— REQUIRED TASKS —
• a. In the text on computing particle kinematics, how is the energy of a node smoothed?
• b. Please resume the text on computing particle kinematics where it stops, after the step on node energy smoothing.

Computation of particle kinematics

The RNN, Transformer, and SIR-PF outputs are analysed to extract the kinematics from the fitted tracks. The performance of the methods depends on the accuracy of the fitted nodes compared to the true track trajectories. The same procedure has been applied to the nodes fitted with the different algorithms for a fair comparison.

The following steps have been followed to perform the physics analysis, that is, particle identification (PID), momentum reconstruction and charge identification (charge ID):

  1. 1.

    Extract 'track' nodes: the input 3D hits can be divided into two categories: (1) track hits, directly crossed by the charged particle, (2) crosstalk hits, caused by the leakage of scintillation light from the cube containing the charged particle. After the track is fitted, the 3D hits are identified as track-like if there is a scintillator cube with a particular energy deposition that contains the fitted node. The remaining nodes are classified as non-track, and they include crosstalk hits. The scintillation light observed in a non-track hit is summed to the nearest track hit. The position of the fitted node is then used to compute the stopping power (dE/dx).

  2. 2.

    Node energy smoothing: the energy of the remaining 'track' nodes is smoothed in order to eliminate fluctuations due, for example, to the different path lengths travelled by the particle in the adjacent cubes (the scintillation light in a cube is nearly proportional to the distance travelled by the particle). The smoothing of an energy node is performed by applying an average over the energy of nearby nodes weighted by a Gaussian distribution function of the respective distance.

  3. 3.

— DATASET —
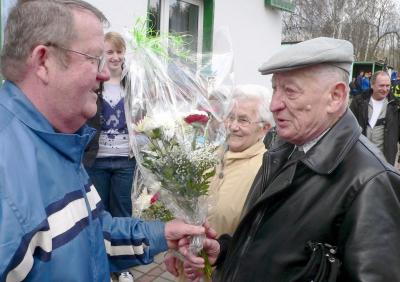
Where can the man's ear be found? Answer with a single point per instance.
(39, 60)
(338, 96)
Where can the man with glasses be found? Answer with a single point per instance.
(52, 223)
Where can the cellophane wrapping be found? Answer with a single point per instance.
(175, 105)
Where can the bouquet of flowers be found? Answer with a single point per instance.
(170, 103)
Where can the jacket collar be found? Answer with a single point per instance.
(70, 146)
(257, 148)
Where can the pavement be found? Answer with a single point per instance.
(154, 272)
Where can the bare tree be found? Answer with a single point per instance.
(373, 26)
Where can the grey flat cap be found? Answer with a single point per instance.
(319, 50)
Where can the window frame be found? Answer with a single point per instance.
(164, 19)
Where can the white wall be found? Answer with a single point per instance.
(121, 13)
(255, 32)
(254, 29)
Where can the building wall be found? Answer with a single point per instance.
(121, 13)
(255, 33)
(253, 29)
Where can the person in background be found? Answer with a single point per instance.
(378, 115)
(248, 122)
(53, 226)
(365, 82)
(107, 159)
(358, 81)
(395, 88)
(325, 202)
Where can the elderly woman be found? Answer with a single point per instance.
(248, 122)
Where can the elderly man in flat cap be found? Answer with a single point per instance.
(325, 206)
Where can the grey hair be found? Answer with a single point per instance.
(259, 93)
(34, 22)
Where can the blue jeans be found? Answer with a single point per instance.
(113, 177)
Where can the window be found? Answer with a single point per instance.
(183, 17)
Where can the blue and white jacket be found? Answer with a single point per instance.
(52, 224)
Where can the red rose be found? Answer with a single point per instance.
(196, 118)
(155, 198)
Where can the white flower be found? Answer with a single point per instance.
(143, 201)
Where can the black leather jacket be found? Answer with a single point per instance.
(341, 193)
(391, 138)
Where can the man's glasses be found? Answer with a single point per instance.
(241, 121)
(101, 61)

— RESPONSES TO THE TASKS —
• a. By averaging the energy of nearby nodes, weighted by a Gaussian distribution function of their distance.

• b.
    Particle identification and momentum regression: a gradient-boosted decision tree (GBDT)61, available in the TMVA package of the CERN ROOT analysis software (, was used to perform the particle identification and the momentum regression. The GBDT input parameters were chosen as (1) the first 5 and the last ten fitted node energies along the track; (2) the neighbouring node distances of those 15 nodes; (3) the track total length and energy deposition. Two independent GBDTs with the same structure were trained to reconstruct the primary particle type (muon, proton, pion or electron, classification) and its initial momentum (regression).

The electric charge of the particle was identified by measuring the deflection of the track projected to the plane perpendicular to the magnetic field. The convex or concave deflection implies either a positive or a negative charge, where the positions of the fitted nodes were used.

The momentum reconstruction from the track curvature produced by the magnetic field was estimated for the resolutions provided by different track fitters and studied for different configurations by using parameterised formulas that incorporate the spatial resolution from tracking in a magnetic field as well as the multiple scattering in dense material62,63, that have been shown to reproduce data well enough for sensitivity studies.